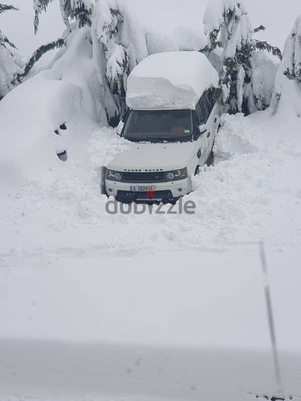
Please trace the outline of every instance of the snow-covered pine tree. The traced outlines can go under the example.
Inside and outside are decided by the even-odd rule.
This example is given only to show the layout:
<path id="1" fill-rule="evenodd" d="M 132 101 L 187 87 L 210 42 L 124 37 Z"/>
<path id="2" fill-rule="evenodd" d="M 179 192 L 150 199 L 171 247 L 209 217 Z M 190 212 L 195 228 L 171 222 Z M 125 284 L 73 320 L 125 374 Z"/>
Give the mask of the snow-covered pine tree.
<path id="1" fill-rule="evenodd" d="M 277 110 L 284 83 L 287 79 L 294 81 L 297 92 L 301 91 L 301 15 L 296 19 L 292 29 L 287 37 L 274 87 L 271 107 Z"/>
<path id="2" fill-rule="evenodd" d="M 254 39 L 254 30 L 243 0 L 210 0 L 204 16 L 209 44 L 201 51 L 222 49 L 220 70 L 220 97 L 225 111 L 247 115 L 268 105 L 264 93 L 264 77 L 256 65 L 255 53 L 272 52 L 281 58 L 279 49 Z"/>
<path id="3" fill-rule="evenodd" d="M 0 4 L 0 14 L 18 10 L 14 6 Z M 0 29 L 0 100 L 14 87 L 15 77 L 23 66 L 18 49 Z"/>

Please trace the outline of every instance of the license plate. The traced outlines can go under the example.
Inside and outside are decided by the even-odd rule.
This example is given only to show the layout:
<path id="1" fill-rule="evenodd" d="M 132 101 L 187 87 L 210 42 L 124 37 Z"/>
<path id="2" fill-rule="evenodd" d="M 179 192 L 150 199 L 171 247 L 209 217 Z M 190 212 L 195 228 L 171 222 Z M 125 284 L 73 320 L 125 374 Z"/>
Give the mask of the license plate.
<path id="1" fill-rule="evenodd" d="M 156 186 L 149 185 L 137 185 L 129 187 L 129 190 L 133 192 L 147 192 L 148 191 L 155 191 Z"/>

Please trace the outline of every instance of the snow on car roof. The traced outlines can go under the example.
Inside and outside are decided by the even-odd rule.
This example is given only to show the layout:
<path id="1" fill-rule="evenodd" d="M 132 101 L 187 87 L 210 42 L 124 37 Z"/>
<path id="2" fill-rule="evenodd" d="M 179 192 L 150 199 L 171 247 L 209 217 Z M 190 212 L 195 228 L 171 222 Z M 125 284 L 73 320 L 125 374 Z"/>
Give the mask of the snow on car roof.
<path id="1" fill-rule="evenodd" d="M 131 72 L 126 103 L 134 110 L 194 110 L 204 92 L 218 85 L 218 73 L 202 53 L 157 53 Z"/>

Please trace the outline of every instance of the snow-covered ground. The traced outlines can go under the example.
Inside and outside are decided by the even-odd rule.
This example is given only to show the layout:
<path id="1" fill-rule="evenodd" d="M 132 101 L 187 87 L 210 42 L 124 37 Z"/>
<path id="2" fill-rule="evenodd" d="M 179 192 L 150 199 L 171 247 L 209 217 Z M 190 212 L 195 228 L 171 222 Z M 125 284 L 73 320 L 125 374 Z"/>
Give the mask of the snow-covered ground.
<path id="1" fill-rule="evenodd" d="M 6 171 L 0 399 L 274 394 L 261 240 L 285 392 L 300 398 L 301 141 L 282 106 L 223 117 L 214 165 L 185 198 L 194 215 L 106 213 L 100 168 L 129 144 L 80 116 L 61 131 L 68 161 L 49 142 L 46 168 Z"/>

————

**Exercise objective:** Reproduce every one of the items above word for word, leaving out the pictures.

**Answer to the task:**
Please trace the outline of every instance of the snow-covered pine tree. The traced outlines can go under the example.
Inside and outside are decided by the even-odd rule.
This example is given only to show the layout:
<path id="1" fill-rule="evenodd" d="M 132 101 L 187 87 L 210 42 L 124 37 Z"/>
<path id="2" fill-rule="evenodd" d="M 179 192 L 150 199 L 171 247 L 209 217 Z M 190 212 L 195 228 L 171 222 Z M 125 284 L 73 320 L 125 374 Z"/>
Give the mask of the snow-covered pine tree.
<path id="1" fill-rule="evenodd" d="M 277 110 L 284 83 L 287 79 L 294 81 L 297 92 L 301 91 L 301 15 L 296 19 L 292 29 L 287 37 L 274 87 L 271 107 Z"/>
<path id="2" fill-rule="evenodd" d="M 254 39 L 254 30 L 243 0 L 210 0 L 204 16 L 209 44 L 201 51 L 222 49 L 220 70 L 220 97 L 225 111 L 247 115 L 268 105 L 264 93 L 264 77 L 256 65 L 255 53 L 272 52 L 281 58 L 279 49 Z"/>
<path id="3" fill-rule="evenodd" d="M 0 4 L 0 14 L 18 10 L 14 6 Z M 0 29 L 0 100 L 14 87 L 15 77 L 23 66 L 18 49 Z"/>

Please trace the outline of every instance of the license plate. The traced outlines can go under the example.
Inside and outside are decided by the even-odd rule.
This example is given only to show the layout:
<path id="1" fill-rule="evenodd" d="M 132 101 L 187 87 L 210 42 L 124 37 Z"/>
<path id="2" fill-rule="evenodd" d="M 179 192 L 150 199 L 171 247 L 209 217 Z M 190 212 L 195 228 L 171 222 Z M 125 284 L 73 320 L 125 374 Z"/>
Give the mask of the license plate.
<path id="1" fill-rule="evenodd" d="M 156 186 L 149 185 L 137 185 L 129 187 L 129 190 L 133 192 L 147 192 L 148 191 L 155 191 Z"/>

Please trace the outline of every instance of the snow on car roof. The traced outlines can go under the example.
Inside and outside are decided by the even-odd rule.
This example is given only to show the layout:
<path id="1" fill-rule="evenodd" d="M 132 101 L 187 87 L 210 42 L 124 37 Z"/>
<path id="2" fill-rule="evenodd" d="M 179 192 L 150 199 L 171 247 L 209 217 Z M 190 212 L 195 228 L 171 222 Z M 125 284 L 73 320 L 125 374 Z"/>
Give the mask of the snow on car roof.
<path id="1" fill-rule="evenodd" d="M 131 72 L 126 103 L 134 110 L 194 110 L 204 92 L 218 85 L 218 73 L 202 53 L 157 53 Z"/>

Please trace the outline of every instance of the snow-covered ground. The traced outlines can go under the example.
Inside and outside are decided by the even-odd rule.
This example is given only to show the layout:
<path id="1" fill-rule="evenodd" d="M 132 101 L 187 87 L 210 42 L 124 37 Z"/>
<path id="2" fill-rule="evenodd" d="M 179 192 L 150 199 L 171 247 L 209 217 Z M 190 212 L 195 228 L 171 222 Z M 125 284 L 73 320 L 125 374 Z"/>
Give the mask of the snow-covered ground.
<path id="1" fill-rule="evenodd" d="M 6 171 L 0 399 L 274 394 L 261 240 L 285 392 L 300 398 L 301 141 L 282 106 L 223 117 L 214 165 L 185 198 L 194 215 L 106 213 L 100 168 L 129 144 L 80 116 L 61 131 L 68 161 L 49 142 L 46 168 Z"/>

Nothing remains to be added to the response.